Description of the task
In the records below, copy out the lines from the one with "Scan the picture above and identify all occurrences of baby" to the one with "[179,155,294,167]", keeping both of those lines and changing nothing.

Record extracts
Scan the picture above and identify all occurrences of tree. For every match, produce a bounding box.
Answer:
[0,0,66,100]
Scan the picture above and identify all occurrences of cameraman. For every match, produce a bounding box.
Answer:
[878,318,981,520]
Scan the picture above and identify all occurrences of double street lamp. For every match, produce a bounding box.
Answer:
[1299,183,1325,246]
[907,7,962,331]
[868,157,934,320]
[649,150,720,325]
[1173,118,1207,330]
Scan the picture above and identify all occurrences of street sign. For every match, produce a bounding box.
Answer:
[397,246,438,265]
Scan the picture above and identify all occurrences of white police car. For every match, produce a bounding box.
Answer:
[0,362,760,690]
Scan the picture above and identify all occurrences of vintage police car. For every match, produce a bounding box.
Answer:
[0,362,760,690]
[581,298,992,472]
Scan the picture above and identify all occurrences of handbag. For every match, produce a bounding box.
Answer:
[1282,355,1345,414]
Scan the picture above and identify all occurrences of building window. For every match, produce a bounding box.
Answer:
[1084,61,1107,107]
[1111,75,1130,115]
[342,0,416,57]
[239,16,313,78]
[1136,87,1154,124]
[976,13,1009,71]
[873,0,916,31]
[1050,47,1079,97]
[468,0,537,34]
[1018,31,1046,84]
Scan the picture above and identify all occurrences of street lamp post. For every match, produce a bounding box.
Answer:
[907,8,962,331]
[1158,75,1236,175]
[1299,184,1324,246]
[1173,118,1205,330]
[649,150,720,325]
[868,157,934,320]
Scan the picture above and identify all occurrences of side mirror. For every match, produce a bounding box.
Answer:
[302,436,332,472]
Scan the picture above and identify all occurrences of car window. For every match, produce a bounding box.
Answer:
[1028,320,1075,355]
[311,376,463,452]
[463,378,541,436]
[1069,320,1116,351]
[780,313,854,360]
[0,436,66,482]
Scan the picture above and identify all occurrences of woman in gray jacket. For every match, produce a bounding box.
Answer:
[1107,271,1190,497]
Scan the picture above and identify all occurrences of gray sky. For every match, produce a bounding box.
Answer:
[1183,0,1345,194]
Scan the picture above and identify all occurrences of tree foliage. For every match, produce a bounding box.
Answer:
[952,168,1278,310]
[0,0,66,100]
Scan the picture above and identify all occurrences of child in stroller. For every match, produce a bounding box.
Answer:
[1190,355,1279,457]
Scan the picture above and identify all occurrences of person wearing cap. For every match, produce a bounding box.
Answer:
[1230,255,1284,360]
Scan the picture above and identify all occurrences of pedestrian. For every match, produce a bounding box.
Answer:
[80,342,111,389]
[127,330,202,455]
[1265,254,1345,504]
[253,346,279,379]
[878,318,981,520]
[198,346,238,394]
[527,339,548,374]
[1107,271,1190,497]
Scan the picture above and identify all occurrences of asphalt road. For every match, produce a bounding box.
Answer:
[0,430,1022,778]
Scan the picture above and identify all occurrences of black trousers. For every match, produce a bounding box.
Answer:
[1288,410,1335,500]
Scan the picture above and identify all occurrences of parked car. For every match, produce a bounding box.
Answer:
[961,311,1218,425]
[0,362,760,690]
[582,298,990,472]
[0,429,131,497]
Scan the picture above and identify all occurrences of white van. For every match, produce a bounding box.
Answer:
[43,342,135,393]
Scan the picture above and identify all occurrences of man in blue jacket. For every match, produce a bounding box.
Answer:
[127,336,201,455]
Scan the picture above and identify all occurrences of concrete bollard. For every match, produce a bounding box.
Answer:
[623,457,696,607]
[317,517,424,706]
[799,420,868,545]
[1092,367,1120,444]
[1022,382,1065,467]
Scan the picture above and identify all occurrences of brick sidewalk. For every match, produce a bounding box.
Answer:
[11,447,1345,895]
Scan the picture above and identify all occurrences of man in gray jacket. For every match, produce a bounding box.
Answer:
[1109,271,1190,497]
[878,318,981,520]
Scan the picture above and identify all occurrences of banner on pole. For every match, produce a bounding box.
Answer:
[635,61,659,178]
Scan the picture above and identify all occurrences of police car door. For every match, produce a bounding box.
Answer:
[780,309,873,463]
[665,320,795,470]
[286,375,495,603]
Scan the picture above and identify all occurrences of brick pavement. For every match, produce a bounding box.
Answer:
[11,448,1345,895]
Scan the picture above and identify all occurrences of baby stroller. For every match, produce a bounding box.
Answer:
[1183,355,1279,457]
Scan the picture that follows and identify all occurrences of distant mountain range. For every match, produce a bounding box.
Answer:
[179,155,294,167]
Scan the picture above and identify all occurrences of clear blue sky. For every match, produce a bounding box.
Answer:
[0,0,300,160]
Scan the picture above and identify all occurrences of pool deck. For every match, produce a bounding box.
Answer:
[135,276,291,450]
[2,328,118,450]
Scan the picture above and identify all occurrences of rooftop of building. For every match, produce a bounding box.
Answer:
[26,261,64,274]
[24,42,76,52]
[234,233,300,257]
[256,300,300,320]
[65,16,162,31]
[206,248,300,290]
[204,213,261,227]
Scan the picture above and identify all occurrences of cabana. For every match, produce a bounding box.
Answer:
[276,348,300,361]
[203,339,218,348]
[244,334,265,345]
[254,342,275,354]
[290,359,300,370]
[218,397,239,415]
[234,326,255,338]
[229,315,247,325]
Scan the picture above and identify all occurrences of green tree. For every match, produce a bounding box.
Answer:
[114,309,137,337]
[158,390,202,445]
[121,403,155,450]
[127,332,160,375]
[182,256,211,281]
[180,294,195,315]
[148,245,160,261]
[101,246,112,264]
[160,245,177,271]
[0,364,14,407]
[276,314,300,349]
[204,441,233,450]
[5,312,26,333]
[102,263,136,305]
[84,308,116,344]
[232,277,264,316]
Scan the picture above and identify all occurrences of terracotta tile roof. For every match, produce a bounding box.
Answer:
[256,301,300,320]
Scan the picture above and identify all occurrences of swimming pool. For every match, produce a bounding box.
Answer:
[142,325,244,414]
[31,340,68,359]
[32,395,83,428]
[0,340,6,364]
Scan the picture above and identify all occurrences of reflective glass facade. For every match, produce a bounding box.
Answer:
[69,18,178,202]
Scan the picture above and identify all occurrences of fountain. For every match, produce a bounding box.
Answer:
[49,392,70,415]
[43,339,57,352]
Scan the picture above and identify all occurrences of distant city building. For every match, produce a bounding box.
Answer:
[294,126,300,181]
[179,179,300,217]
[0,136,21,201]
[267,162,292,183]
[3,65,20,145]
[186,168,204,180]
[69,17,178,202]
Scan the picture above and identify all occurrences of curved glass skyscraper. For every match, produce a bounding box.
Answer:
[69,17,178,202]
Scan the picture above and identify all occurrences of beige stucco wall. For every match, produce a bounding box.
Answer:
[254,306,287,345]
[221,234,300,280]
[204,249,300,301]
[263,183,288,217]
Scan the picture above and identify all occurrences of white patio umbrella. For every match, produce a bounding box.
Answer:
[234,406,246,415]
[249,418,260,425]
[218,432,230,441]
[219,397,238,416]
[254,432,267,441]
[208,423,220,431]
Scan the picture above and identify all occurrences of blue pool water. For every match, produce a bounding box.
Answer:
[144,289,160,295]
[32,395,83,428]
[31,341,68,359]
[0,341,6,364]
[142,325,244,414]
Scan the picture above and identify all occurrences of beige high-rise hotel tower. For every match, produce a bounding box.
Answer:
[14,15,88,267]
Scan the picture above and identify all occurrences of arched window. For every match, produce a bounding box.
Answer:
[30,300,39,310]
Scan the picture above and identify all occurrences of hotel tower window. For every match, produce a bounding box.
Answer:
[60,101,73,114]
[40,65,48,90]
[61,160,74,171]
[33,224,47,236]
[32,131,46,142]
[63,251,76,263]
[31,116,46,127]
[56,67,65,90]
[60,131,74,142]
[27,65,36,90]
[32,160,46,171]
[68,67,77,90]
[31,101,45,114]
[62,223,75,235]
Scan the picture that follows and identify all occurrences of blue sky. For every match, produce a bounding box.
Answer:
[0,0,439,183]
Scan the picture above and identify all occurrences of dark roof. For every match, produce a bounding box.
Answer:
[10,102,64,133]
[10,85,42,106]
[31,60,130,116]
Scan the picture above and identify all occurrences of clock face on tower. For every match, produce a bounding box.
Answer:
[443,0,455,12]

Task output
Scan the picture above and identify all occurrences of baby stroller. For every match, produce a bounding box.
Answer:
[1183,355,1279,457]
Scan the picture that follows and identify all occurrences of distant mountain range. For every match, produce a bounding box.
Answer:
[179,155,294,167]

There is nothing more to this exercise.